**** PROVIDED DATA

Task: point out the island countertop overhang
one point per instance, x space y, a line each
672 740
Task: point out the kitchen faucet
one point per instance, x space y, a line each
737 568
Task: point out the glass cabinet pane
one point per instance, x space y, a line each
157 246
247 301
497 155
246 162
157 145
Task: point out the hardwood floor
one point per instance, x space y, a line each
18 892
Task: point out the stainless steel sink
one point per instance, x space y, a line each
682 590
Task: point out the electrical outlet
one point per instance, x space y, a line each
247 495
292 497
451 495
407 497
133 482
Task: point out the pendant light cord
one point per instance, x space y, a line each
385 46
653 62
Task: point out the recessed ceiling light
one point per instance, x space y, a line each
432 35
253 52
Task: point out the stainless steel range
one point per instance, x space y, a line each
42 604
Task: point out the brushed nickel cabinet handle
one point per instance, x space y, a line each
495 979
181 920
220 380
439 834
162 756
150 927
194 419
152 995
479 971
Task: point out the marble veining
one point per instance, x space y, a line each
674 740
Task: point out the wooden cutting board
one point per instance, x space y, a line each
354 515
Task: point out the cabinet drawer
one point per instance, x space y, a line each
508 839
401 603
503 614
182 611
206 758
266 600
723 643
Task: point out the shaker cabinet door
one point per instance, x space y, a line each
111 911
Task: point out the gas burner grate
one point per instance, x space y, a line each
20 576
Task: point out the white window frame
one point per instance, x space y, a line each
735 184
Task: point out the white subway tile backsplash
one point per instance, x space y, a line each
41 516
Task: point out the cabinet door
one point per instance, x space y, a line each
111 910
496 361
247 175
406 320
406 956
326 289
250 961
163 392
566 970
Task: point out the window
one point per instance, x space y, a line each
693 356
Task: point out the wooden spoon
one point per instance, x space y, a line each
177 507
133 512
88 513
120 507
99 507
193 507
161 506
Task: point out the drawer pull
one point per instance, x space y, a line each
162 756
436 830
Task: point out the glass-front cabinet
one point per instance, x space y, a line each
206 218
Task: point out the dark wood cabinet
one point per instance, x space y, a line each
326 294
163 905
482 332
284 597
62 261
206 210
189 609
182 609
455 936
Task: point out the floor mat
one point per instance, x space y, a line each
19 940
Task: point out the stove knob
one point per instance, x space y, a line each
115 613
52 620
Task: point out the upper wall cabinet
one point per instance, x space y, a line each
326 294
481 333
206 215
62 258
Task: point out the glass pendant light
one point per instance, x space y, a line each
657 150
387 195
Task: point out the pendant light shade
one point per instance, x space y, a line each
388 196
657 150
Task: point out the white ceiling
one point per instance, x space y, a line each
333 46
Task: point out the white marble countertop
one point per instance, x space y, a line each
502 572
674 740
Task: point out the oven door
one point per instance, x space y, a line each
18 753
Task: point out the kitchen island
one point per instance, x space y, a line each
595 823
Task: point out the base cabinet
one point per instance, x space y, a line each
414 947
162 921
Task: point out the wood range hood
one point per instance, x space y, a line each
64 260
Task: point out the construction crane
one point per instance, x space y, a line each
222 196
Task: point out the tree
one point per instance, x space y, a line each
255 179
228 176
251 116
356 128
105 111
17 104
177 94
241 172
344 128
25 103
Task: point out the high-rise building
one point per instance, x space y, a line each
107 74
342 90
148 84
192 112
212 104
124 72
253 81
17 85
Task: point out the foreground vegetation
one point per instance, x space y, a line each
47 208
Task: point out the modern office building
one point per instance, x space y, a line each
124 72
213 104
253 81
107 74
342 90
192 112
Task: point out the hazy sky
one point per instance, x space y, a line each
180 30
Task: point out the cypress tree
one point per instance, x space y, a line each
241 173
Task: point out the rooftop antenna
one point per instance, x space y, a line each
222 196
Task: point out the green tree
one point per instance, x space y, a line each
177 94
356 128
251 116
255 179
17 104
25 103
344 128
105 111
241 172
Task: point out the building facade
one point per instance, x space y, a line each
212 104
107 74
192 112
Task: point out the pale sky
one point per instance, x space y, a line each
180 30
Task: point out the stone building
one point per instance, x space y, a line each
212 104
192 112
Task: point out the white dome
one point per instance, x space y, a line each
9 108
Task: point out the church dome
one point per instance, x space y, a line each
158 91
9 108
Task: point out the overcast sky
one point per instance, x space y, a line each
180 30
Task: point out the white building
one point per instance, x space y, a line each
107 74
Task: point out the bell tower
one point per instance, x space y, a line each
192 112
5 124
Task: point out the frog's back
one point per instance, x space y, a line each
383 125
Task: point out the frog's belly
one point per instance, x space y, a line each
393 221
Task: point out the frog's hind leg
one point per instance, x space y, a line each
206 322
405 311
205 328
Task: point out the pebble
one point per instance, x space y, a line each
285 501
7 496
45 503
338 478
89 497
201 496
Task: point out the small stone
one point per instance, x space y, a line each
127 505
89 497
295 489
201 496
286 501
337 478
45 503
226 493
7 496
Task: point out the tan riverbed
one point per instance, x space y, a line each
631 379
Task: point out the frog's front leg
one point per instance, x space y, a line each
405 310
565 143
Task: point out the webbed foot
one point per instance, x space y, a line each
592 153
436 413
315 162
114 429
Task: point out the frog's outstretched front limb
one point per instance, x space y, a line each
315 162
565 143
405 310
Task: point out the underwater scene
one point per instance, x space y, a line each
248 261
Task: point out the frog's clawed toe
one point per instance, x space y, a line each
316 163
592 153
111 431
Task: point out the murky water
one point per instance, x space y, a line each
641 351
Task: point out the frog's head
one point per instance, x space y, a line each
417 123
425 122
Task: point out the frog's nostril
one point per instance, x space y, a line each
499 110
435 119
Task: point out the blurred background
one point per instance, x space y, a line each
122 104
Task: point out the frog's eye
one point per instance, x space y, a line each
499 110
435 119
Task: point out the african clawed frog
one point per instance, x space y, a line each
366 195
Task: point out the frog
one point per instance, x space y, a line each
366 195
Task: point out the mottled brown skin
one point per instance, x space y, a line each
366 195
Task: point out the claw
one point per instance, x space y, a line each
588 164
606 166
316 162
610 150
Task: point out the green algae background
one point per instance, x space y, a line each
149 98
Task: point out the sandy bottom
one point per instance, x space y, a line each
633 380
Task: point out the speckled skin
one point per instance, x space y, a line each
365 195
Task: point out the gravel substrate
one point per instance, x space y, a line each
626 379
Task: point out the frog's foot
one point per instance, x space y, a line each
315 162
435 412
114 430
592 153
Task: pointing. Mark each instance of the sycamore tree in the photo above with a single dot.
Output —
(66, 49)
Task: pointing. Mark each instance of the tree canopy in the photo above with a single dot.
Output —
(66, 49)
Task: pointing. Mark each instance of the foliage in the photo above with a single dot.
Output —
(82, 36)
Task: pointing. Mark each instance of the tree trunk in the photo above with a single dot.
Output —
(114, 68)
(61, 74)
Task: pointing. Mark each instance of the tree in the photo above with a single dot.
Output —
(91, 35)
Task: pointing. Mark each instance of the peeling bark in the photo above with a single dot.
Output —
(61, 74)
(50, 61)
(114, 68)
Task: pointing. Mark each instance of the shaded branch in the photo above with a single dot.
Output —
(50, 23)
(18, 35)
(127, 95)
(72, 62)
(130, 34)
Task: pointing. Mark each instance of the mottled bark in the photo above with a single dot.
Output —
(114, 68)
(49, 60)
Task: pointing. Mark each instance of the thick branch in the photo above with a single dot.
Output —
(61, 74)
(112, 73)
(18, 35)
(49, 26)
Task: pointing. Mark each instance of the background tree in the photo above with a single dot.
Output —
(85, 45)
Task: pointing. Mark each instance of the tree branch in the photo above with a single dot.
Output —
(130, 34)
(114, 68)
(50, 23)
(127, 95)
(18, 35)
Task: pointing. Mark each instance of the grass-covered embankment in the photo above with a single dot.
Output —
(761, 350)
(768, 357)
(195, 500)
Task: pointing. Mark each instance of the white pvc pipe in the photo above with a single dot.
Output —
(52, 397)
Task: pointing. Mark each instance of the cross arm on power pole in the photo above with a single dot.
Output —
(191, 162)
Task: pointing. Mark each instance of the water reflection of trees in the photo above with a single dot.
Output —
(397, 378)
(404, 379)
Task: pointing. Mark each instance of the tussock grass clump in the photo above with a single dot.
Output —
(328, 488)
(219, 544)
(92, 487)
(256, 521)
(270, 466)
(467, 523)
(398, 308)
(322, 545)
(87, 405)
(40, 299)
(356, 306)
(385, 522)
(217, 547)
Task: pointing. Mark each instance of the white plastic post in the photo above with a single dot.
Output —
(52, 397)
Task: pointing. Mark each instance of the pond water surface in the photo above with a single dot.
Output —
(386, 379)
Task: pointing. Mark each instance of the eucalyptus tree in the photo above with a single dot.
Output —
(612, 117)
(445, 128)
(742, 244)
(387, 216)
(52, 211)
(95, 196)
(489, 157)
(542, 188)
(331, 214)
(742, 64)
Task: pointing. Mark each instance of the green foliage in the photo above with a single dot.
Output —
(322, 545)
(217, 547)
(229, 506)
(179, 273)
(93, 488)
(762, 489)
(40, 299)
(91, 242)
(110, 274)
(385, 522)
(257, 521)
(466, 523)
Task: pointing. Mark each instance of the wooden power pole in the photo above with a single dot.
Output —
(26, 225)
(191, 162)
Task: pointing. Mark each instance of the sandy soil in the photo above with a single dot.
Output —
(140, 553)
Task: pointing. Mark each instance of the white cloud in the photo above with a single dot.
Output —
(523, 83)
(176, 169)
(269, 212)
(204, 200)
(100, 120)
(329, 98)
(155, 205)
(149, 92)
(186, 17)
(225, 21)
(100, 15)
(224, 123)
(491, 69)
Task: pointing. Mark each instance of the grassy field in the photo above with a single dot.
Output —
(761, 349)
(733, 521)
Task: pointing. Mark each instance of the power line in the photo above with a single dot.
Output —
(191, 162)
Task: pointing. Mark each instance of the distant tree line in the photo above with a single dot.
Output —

********

▶ [EXERCISE DIRECTIONS]: Can you quote exactly the lines from the one containing "Task: pointing. Mark each instance of the wooden" through the last line of the records above, and nothing else?

▶ [FINISHED TASK]:
Task: pointing. Mark each instance of the wooden power pole in the photo above with a single dot.
Output —
(26, 225)
(191, 162)
Task: pointing. Mark each instance of the sandy soil in the photo above with a single dot.
Output —
(140, 553)
Task: pointing. Mark each instance of the white cloud in the photo above with a single dot.
Output —
(523, 83)
(176, 169)
(269, 212)
(204, 200)
(100, 120)
(329, 98)
(155, 205)
(149, 92)
(186, 17)
(225, 21)
(100, 15)
(224, 123)
(491, 69)
Task: pointing. Mark each instance of the grassy field in the photo above with a single dot.
Output —
(761, 349)
(733, 521)
Task: pointing. Mark each instance of the power line in the photo above with a single dot.
Output —
(191, 162)
Task: pointing. Mark each instance of the distant tree line in the photo above with a single dot.
Output —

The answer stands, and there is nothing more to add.